● **Description of the task**
Write every line of the material out exactly as shown.

[START OF Extracted entries]

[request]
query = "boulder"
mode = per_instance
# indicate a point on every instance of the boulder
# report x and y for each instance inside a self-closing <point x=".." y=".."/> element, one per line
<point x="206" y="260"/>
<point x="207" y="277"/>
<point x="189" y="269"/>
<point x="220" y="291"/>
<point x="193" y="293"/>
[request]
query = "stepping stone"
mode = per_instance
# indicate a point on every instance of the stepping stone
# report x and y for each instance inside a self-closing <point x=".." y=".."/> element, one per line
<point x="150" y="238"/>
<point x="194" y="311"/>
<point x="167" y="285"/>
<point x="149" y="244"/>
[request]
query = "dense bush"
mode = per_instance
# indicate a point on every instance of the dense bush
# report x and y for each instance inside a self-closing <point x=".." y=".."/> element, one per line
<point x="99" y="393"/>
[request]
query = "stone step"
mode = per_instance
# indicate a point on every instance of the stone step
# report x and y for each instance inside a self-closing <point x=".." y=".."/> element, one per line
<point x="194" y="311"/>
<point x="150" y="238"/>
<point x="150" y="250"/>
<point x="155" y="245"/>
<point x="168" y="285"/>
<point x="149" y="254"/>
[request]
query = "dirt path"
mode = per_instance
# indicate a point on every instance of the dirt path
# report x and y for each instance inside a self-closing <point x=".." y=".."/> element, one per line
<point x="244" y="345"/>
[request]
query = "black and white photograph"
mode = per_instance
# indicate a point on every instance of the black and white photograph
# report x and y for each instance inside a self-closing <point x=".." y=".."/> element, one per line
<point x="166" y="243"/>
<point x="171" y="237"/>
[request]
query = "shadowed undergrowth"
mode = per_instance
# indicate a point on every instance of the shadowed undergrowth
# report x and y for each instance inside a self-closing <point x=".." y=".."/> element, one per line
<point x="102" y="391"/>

[END OF Extracted entries]

● **Written solution**
[request]
query = "boulder"
mode = per_instance
# indicate a point on every instance of the boulder
# report x and y for each instance inside a self-closing <point x=".." y=".."/> element, one per line
<point x="206" y="260"/>
<point x="207" y="277"/>
<point x="189" y="269"/>
<point x="220" y="291"/>
<point x="193" y="293"/>
[request]
query = "stepping stone"
mode = per_instance
# indicate a point on every instance of the stepping stone
# report x and y for each instance inside a self-closing <point x=".." y=".."/> element, one per line
<point x="150" y="238"/>
<point x="194" y="311"/>
<point x="167" y="285"/>
<point x="149" y="244"/>
[request]
query = "dense bush"
mode = per_instance
# indicate a point on every instance of the dense bush
# report x and y for each instance inside a self-closing <point x=".." y=".."/> element, one per line
<point x="99" y="393"/>
[request]
query = "stone step"
mode = per_instance
# indicate a point on every instance of the stone step
# report x and y for each instance inside a self-closing <point x=".." y=".."/> element, one per line
<point x="194" y="311"/>
<point x="150" y="238"/>
<point x="150" y="250"/>
<point x="155" y="245"/>
<point x="168" y="285"/>
<point x="149" y="254"/>
[request]
query = "dirt path"
mode = per_instance
# indicate a point on every instance of the dirt path
# report x and y for each instance inside a self-closing <point x=".." y=".."/> element, one per line
<point x="244" y="345"/>
[request]
query = "black and white photograph"
mode = per_instance
# indicate a point on every instance of the black and white photograph
# report x and y for each instance inside a self-closing <point x=".." y=".."/> element, one per line
<point x="166" y="243"/>
<point x="171" y="237"/>
[request]
query = "shadowed undergrowth"
mode = per_instance
# indicate a point on every instance of the shadowed undergrowth
# report x and y for each instance inside a self-closing <point x=".." y=".."/> element, one per line
<point x="102" y="391"/>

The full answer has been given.